== Provided passage ==
-----
The range of artistic practices mobilized by activism is thus very broad. It ranges from so-called traditional techniques (painting, drawing, sculpture, theatre, etc.), through ephemeral practices, in situation, inscribed in a particular time and place (public space,
urban space, warehouse, etc.). ) to the development of interventions on the web of the net (net art, hacktivism, etc.).
Two radically different positions can be delineated, within all these practices:
– When artistic action is part of a form of enhancing the functionality of the message and political action, in order to make the latter more “attractive”. In this case, the activist artist must be sympathetic (or at least in agreement) with the object of the political discourse. If this type of intervention allows the artist to cherish the hope of obtaining some social and political changes, it contains the risk of ideological subjugation, drifting into the art of propaganda and the reduction of aesthetic innovation.
– When artistic action participates in the diversion and dysfunction of political action and its discourse, in the cancellation of their practical and efficient dimension. This last position seems to have been adopted by a large number of activist artists in order to call out the dangers, the excesses, the flaws, the hypocrisies of this or that political action or this or that ideological principle. It ensures a greater autonomy of artistic action and seems to avoid any subjection to one political discourse. On the other hand, it relegates to the background the impact of artistic action in the social and
political domain (in a sort of objectification of a political and social status quo).
-----
== Problem set ==
1. Convert the listing, from the line containing "Could you please point to the blue" down to its final line, into a Markdown table with the columns Row and Line, numbering each row and omitting blank lines.
2. Carry on the passage about art and political activism from where it stops.

== Data supplied ==
-----
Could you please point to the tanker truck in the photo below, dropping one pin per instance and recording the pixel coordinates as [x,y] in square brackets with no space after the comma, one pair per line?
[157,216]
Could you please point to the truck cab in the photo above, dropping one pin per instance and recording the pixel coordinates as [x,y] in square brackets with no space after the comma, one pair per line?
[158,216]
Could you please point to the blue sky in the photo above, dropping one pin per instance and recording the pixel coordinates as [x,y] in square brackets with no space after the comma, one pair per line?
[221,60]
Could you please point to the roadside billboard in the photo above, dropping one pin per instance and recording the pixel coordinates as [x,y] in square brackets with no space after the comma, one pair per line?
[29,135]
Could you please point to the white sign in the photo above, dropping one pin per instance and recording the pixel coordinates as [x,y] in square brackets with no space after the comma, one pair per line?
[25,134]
-----
== Answers to each task ==
1.
| Row | Line |
|---|---|
| 1 | Could you please point to the blue sky in the photo above, dropping one pin per instance and recording the pixel coordinates as [x,y] in square brackets with no space after the comma, one pair per line? |
| 2 | [221,60] |
| 3 | Could you please point to the roadside billboard in the photo above, dropping one pin per instance and recording the pixel coordinates as [x,y] in square brackets with no space after the comma, one pair per line? |
| 4 | [29,135] |
| 5 | Could you please point to the white sign in the photo above, dropping one pin per instance and recording the pixel coordinates as [x,y] in square brackets with no space after the comma, one pair per line? |
| 6 | [25,134] |

2.
These two contradictory traditions nourish, by mingling with each  other, what we call contemporary artistic activism. An analysis of its productions sometimes reveals more or less ambiguous aims.

Taking into account the need for a global approach to the phenomenon, and the exploration of its most diverse forms and concepts, this conference aims to contribute to the study of arts activism since the 1990s.
Globalization invites us to no longer be content with a North Atlantic conception of art history. But for many observers, this supposedly unified worldview cannot mask the sharp divisions between the privileged and the “developed” and the oppressed, in the process of “development”. The crossovers, the transfers, the interrelations between art and politics, at work within the artistic activism, can thus find specific colourings in different places of the globe.
The organizing team of this symposium aims to bring together researchers from different perspectives to reflect together on the various forms and conceptions of art activism:
– In cultural areas other than Western (Central and Latin America, Asia, Africa, Pacific), often marginalized in the approaches to the phenomenon.
– In artistic productions developed in Western countries, attentive, in particular, to the issues of marginalized areas, immigration, otherness, and diasporic identity.

Some non-exclusive themes, presented here in a non-exhaustive way, can serve as a guideline for the preparation of this conference:
– The contributions and resistances vis-à-vis the “models” of Western engaged arts (upsetting or reinforcing the notions of “functionality” and “dysfunctionality” of the field of art).
– The contributions of political struggles specific to the construction and development of an activism(s) in art.
– The legacies or continuities of anti-colonial struggles in manifestations of contemporary artistic activism.
– “South-South” circulations originating in the construction and development of artistic activism in various parts of the world.
– Significant contributions of local political and / or artistic and cultural practices to the dynamics of artistic activism.
– The contribution of postcolonial discourse in the development of specific forms of artistic activism.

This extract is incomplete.